■ INSTRUCTIONS TO FOLLOW: Nothing but the lines from the one containing "shaped like (17,429)." through the final line of the data should be repeated, and each must be exact.

(Dataset entries)
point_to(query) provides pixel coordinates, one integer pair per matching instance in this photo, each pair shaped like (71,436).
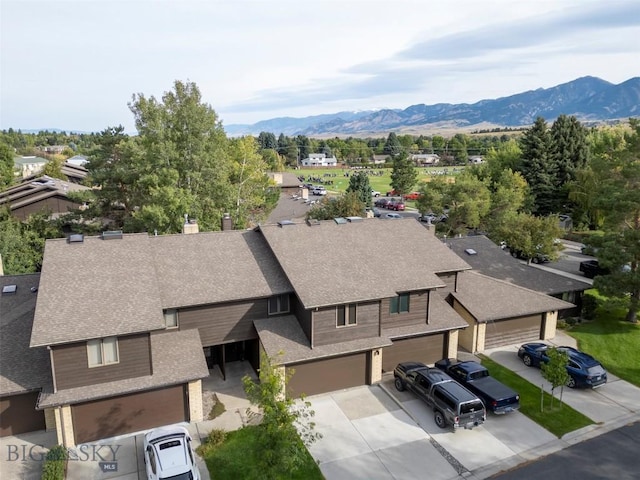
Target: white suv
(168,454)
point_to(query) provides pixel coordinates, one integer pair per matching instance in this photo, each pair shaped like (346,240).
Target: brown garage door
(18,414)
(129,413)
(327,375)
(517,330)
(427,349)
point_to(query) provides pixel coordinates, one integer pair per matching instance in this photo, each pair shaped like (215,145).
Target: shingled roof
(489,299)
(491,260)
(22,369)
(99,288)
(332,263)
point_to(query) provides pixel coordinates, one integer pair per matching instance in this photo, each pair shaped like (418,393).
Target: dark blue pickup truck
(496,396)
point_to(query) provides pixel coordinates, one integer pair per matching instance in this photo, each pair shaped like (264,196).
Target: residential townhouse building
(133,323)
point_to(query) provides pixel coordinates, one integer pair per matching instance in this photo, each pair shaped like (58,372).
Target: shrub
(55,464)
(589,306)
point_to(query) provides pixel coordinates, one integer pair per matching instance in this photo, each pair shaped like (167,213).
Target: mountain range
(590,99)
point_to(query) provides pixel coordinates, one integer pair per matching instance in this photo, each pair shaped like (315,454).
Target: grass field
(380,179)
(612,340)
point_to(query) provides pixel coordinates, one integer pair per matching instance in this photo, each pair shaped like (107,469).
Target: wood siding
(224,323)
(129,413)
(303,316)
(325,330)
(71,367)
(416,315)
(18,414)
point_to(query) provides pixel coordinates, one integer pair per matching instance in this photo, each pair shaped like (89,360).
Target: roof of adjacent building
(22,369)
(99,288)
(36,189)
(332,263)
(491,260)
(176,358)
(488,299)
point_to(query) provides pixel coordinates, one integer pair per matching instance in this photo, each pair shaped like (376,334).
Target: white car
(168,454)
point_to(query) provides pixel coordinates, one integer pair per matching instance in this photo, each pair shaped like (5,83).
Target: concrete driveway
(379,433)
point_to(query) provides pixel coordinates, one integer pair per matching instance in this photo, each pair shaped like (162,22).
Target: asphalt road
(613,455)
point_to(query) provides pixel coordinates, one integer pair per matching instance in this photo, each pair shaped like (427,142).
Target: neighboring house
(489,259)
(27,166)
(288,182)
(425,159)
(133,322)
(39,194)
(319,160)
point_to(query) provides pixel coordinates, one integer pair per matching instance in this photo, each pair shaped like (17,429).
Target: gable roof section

■ REPLY TO THE EXERCISE:
point_to(query) provides pixel coordinates, one integer pair per matching instance in this photo, each pair shaped like (17,429).
Target: gable roof section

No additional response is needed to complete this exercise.